> **EXERCISE DIRECTIONS**
Arrange every line below into a Markdown table with the columns Row and Line, numbering the lines in order and omitting any blank ones.

> **Object detection data**

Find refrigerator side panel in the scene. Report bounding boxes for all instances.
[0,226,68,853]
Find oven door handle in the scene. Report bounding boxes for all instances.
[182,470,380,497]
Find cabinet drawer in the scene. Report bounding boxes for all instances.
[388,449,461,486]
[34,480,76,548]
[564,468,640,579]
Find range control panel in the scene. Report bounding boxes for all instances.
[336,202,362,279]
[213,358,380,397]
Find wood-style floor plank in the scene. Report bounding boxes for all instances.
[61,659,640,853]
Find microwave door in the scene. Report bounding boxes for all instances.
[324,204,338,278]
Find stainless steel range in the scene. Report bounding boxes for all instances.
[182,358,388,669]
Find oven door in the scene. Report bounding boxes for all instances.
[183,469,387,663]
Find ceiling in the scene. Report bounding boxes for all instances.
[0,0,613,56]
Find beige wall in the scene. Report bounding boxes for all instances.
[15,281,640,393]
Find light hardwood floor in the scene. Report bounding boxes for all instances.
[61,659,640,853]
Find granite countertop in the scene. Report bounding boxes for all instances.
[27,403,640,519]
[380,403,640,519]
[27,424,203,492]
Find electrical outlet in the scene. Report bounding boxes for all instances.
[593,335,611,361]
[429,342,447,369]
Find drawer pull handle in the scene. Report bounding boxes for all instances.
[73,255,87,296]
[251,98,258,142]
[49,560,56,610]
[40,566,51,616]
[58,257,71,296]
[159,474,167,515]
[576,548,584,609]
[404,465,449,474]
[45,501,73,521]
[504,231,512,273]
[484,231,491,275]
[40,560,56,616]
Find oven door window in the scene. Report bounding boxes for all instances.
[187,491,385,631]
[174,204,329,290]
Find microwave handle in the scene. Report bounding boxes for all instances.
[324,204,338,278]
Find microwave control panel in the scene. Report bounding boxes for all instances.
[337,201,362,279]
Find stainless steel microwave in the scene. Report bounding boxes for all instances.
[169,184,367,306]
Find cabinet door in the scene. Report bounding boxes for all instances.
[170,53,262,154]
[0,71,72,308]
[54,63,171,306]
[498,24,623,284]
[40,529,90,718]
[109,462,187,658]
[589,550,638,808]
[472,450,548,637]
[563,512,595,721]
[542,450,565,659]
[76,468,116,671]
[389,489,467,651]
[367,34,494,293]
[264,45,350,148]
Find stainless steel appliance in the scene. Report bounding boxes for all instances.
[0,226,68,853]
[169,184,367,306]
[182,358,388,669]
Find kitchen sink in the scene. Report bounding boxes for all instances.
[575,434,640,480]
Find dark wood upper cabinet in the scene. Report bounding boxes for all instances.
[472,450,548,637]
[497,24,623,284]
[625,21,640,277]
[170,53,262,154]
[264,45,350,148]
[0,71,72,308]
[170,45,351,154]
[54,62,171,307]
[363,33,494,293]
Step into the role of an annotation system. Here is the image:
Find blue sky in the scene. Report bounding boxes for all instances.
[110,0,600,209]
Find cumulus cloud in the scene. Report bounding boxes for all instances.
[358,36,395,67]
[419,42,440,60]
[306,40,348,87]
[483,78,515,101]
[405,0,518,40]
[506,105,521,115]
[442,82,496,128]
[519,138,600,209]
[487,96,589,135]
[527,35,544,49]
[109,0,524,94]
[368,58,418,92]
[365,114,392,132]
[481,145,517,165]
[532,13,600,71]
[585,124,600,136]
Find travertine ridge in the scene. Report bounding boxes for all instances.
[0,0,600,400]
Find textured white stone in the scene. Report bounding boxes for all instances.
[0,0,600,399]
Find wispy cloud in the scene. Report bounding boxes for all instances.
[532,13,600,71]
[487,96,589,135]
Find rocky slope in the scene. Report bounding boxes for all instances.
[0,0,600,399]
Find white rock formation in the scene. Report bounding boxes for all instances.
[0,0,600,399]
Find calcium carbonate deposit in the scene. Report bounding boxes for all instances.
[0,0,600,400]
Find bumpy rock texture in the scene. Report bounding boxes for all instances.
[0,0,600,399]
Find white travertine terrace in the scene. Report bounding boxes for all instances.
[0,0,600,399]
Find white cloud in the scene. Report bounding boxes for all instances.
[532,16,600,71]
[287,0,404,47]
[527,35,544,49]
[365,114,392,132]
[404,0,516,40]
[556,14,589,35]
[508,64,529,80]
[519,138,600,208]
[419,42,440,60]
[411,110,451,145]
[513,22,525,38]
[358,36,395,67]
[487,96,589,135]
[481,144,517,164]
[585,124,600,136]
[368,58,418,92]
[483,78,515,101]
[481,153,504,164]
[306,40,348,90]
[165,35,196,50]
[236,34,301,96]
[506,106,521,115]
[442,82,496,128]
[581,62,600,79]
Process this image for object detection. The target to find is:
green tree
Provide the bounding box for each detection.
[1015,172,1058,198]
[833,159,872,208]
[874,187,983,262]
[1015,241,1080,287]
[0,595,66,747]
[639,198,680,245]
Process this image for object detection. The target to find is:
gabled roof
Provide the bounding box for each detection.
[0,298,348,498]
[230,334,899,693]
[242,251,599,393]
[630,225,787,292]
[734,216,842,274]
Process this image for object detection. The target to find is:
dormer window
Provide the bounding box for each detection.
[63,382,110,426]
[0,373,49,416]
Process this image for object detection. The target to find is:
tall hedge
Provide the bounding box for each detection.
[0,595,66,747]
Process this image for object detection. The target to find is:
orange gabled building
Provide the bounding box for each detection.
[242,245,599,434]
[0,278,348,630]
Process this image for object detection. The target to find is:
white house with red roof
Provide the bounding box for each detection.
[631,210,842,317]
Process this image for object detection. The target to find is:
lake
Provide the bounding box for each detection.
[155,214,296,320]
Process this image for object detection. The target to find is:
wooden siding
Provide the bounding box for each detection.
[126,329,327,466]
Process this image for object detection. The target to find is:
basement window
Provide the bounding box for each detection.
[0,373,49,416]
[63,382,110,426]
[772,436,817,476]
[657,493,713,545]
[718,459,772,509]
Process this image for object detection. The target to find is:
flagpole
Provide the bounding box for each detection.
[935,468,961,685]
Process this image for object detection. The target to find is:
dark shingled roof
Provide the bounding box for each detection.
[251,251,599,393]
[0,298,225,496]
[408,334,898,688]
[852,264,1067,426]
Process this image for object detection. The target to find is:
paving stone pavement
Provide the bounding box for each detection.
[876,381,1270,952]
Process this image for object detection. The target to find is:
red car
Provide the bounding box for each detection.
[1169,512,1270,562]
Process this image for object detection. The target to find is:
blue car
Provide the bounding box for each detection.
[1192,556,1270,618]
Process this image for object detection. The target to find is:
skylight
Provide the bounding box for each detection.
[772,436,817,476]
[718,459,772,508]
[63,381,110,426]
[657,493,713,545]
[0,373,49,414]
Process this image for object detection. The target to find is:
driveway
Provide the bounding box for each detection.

> **TASK OUTPUT**
| Row | Line |
|---|---|
| 1 | Find refrigerator side panel in the scene. Report bounding boxes for all instances. |
| 2 | [0,226,68,853] |
| 3 | Find oven door handle in the scene. Report bounding boxes for all instances. |
| 4 | [182,470,380,497] |
| 5 | Find cabinet drawer in the scene. Report bounding boxes for all instances. |
| 6 | [388,449,461,486] |
| 7 | [34,480,76,548] |
| 8 | [564,468,640,579] |
| 9 | Find range control panel in the scene. Report bounding boxes for all instances. |
| 10 | [336,202,362,279] |
| 11 | [213,358,380,397] |
| 12 | Find wood-style floor plank in the scene. Report bounding boxes for all instances. |
| 13 | [61,659,640,853] |
| 14 | Find microwave door in the scene. Report bounding boxes for all instances. |
| 15 | [324,204,338,278] |
| 16 | Find stainless steel range in the scene. Report bounding boxes for all instances. |
| 17 | [182,358,388,669] |
| 18 | Find oven door in the scene. Report bounding boxes for all instances. |
| 19 | [183,469,387,663] |
| 20 | Find ceiling in the scene. Report bounding boxes for all instances. |
| 21 | [0,0,613,56] |
| 22 | Find beige wall in the scene. Report bounding boxes for all instances. |
| 23 | [15,281,640,393] |
| 24 | Find light hardwood floor in the scene. Report bounding boxes for all instances. |
| 25 | [61,659,640,853] |
| 26 | Find granite countertop in the scene. Report bounding boxes for all instances. |
| 27 | [27,403,640,519] |
| 28 | [380,403,640,519] |
| 29 | [27,424,203,492] |
| 30 | Find electrical outlet in the scene. Report bounding boxes for all instances. |
| 31 | [593,335,611,361] |
| 32 | [429,342,447,369] |
| 33 | Find drawer pull handle in the scene. Report bounding boxes for all instances. |
| 34 | [73,255,87,296] |
| 35 | [251,98,258,142] |
| 36 | [49,560,56,610] |
| 37 | [40,566,51,616] |
| 38 | [58,257,71,296] |
| 39 | [159,474,167,515] |
| 40 | [576,548,584,609] |
| 41 | [404,465,449,474] |
| 42 | [45,501,73,521] |
| 43 | [504,231,512,273] |
| 44 | [484,231,491,275] |
| 45 | [40,560,56,616] |
| 46 | Find oven door window in the scene. Report bounding boxes for all instances. |
| 47 | [187,491,385,631] |
| 48 | [174,204,329,290] |
| 49 | Find microwave handle in the scene. Report bounding boxes for all instances. |
| 50 | [324,204,338,278] |
| 51 | Find microwave control panel in the scene. Report bounding boxes for all instances. |
| 52 | [337,201,362,279] |
| 53 | Find stainless steel microwave in the scene. Report bounding boxes for all instances. |
| 54 | [169,184,367,306] |
| 55 | Find cabinet door in the scene. Report bounding boxes for all instances. |
| 56 | [170,53,262,154] |
| 57 | [0,71,72,308] |
| 58 | [54,63,171,306] |
| 59 | [498,24,623,284] |
| 60 | [40,529,90,718] |
| 61 | [109,462,187,658] |
| 62 | [589,550,638,808] |
| 63 | [472,450,548,637] |
| 64 | [563,512,595,721] |
| 65 | [542,450,565,659] |
| 66 | [76,468,116,671] |
| 67 | [389,489,467,651] |
| 68 | [367,34,494,293] |
| 69 | [264,45,350,148] |
| 70 | Find stainless steel appliance in the scene. Report bounding boxes for all instances. |
| 71 | [0,226,68,853] |
| 72 | [169,184,367,306] |
| 73 | [182,358,388,669] |
| 74 | Find kitchen sink in the scene. Report bounding boxes for all instances. |
| 75 | [575,434,640,480] |
| 76 | Find dark wood upper cabinet in the scene. Report bounding boxes for all instances. |
| 77 | [472,450,548,637] |
| 78 | [497,24,623,284] |
| 79 | [625,21,640,277] |
| 80 | [170,53,262,154] |
| 81 | [264,45,350,148] |
| 82 | [0,71,72,308] |
| 83 | [170,45,351,154] |
| 84 | [54,62,171,307] |
| 85 | [363,33,494,293] |
| 86 | Step into the role of an annotation system. Here is the image: |
| 87 | Find blue sky in the scene. Report bounding boxes for all instances. |
| 88 | [110,0,600,209] |
| 89 | Find cumulus cloud in the scene. Report bounding boxes for all instances. |
| 90 | [358,36,395,67] |
| 91 | [419,42,440,60] |
| 92 | [306,40,348,87] |
| 93 | [483,78,515,101] |
| 94 | [405,0,518,40] |
| 95 | [506,105,521,115] |
| 96 | [442,82,496,128] |
| 97 | [519,138,600,209] |
| 98 | [487,96,589,135] |
| 99 | [527,35,544,49] |
| 100 | [109,0,524,94] |
| 101 | [368,58,418,92] |
| 102 | [365,114,392,132] |
| 103 | [481,145,517,165] |
| 104 | [532,13,600,71] |
| 105 | [585,124,600,136] |
| 106 | Find travertine ridge in the scene. Report bounding boxes for all instances. |
| 107 | [0,0,600,400] |
| 108 | Find textured white stone in the scene. Report bounding boxes for all instances. |
| 109 | [0,0,600,399] |
| 110 | Find wispy cloud in the scene. Report bounding boxes for all instances. |
| 111 | [532,13,600,71] |
| 112 | [487,96,589,135] |
| 113 | Find rocky slope in the scene. Report bounding boxes for all instances. |
| 114 | [0,0,600,399] |
| 115 | Find white rock formation in the scene. Report bounding boxes for all instances. |
| 116 | [0,0,600,399] |
| 117 | Find calcium carbonate deposit in the scene. Report bounding boxes for all instances. |
| 118 | [0,0,600,400] |
| 119 | Find bumpy rock texture in the scene. Report bounding boxes for all instances. |
| 120 | [0,0,600,399] |
| 121 | Find white travertine terrace in the scene. Report bounding boxes for all instances. |
| 122 | [0,0,600,399] |
| 123 | Find white cloud in the scene. Report bounding boxes for all instances. |
| 124 | [532,16,600,71] |
| 125 | [287,0,404,47] |
| 126 | [527,35,544,49] |
| 127 | [365,114,392,132] |
| 128 | [404,0,516,40] |
| 129 | [556,14,589,35] |
| 130 | [508,64,529,80] |
| 131 | [519,138,600,208] |
| 132 | [419,42,440,60] |
| 133 | [411,110,451,145] |
| 134 | [513,22,525,38] |
| 135 | [358,36,395,67] |
| 136 | [487,96,589,135] |
| 137 | [481,144,517,164] |
| 138 | [585,124,600,136] |
| 139 | [368,58,418,92] |
| 140 | [483,78,515,101] |
| 141 | [481,153,504,164] |
| 142 | [306,40,348,90] |
| 143 | [165,35,196,50] |
| 144 | [236,34,301,96] |
| 145 | [506,106,521,115] |
| 146 | [442,82,496,128] |
| 147 | [581,62,600,79] |
| 148 | Process this image for object detection. The target to find is: |
| 149 | green tree |
| 150 | Provide the bounding box for each detection. |
| 151 | [1015,172,1058,198] |
| 152 | [833,159,872,208] |
| 153 | [874,187,983,262] |
| 154 | [1015,241,1080,287] |
| 155 | [0,595,66,747] |
| 156 | [639,198,680,245] |
| 157 | Process this image for object detection. The target to find is: |
| 158 | gabled roof |
| 159 | Provide the bounding box for each detection. |
| 160 | [0,298,348,498] |
| 161 | [230,334,899,693] |
| 162 | [242,251,599,393] |
| 163 | [630,225,787,292] |
| 164 | [734,216,842,274] |
| 165 | Process this image for object detection. The target to find is: |
| 166 | dormer window |
| 167 | Provide the bounding box for each detection. |
| 168 | [63,382,110,426] |
| 169 | [0,373,49,416] |
| 170 | Process this image for object detection. The target to find is: |
| 171 | tall hedge |
| 172 | Provide the bounding box for each detection. |
| 173 | [0,595,66,747] |
| 174 | Process this image for object detection. The target to find is: |
| 175 | orange gabled building |
| 176 | Provide the bounding box for each detection. |
| 177 | [242,245,599,434] |
| 178 | [0,278,348,630] |
| 179 | Process this image for object detection. The target to find is: |
| 180 | white house with red roof |
| 181 | Provide the bounding box for each detection. |
| 182 | [631,210,842,317] |
| 183 | Process this image for object detection. The target to find is: |
| 184 | lake |
| 185 | Provide the bounding box for each detection. |
| 186 | [155,214,296,320] |
| 187 | Process this image for object detection. The target to find is: |
| 188 | wooden siding |
| 189 | Provide the bounding box for each detection. |
| 190 | [126,329,327,466] |
| 191 | Process this image for object detection. The target to find is: |
| 192 | basement window |
| 193 | Provide the bounding box for each detection. |
| 194 | [0,373,49,416] |
| 195 | [63,382,110,426] |
| 196 | [772,436,817,476] |
| 197 | [657,493,713,545] |
| 198 | [718,459,772,509] |
| 199 | Process this image for object detection. The target to find is: |
| 200 | flagpole |
| 201 | Provide the bounding box for each detection. |
| 202 | [935,468,961,685] |
| 203 | Process this image for object detection. The target to find is: |
| 204 | dark shingled roof |
| 205 | Provide the bounding box for each detection. |
| 206 | [251,251,599,393] |
| 207 | [0,298,225,496] |
| 208 | [408,334,898,688] |
| 209 | [852,264,1067,426] |
| 210 | Process this image for object detection. The target to find is: |
| 211 | paving stone pavement |
| 212 | Provide the bounding box for each detection. |
| 213 | [876,381,1270,952] |
| 214 | Process this image for object detection. The target to find is: |
| 215 | red car |
| 216 | Provide the bounding box for each detection. |
| 217 | [1169,512,1270,562] |
| 218 | Process this image for object detection. The target to find is: |
| 219 | blue car |
| 220 | Provide the bounding box for each detection. |
| 221 | [1192,556,1270,618] |
| 222 | Process this image for object detection. The target to find is: |
| 223 | skylight |
| 224 | Provide the bounding box for each detection. |
| 225 | [772,436,817,476] |
| 226 | [718,459,772,508] |
| 227 | [63,381,110,426] |
| 228 | [657,493,713,545] |
| 229 | [0,373,49,414] |
| 230 | Process this image for object detection. The target to find is: |
| 231 | driveway |
| 232 | Provide the bounding box for each detection. |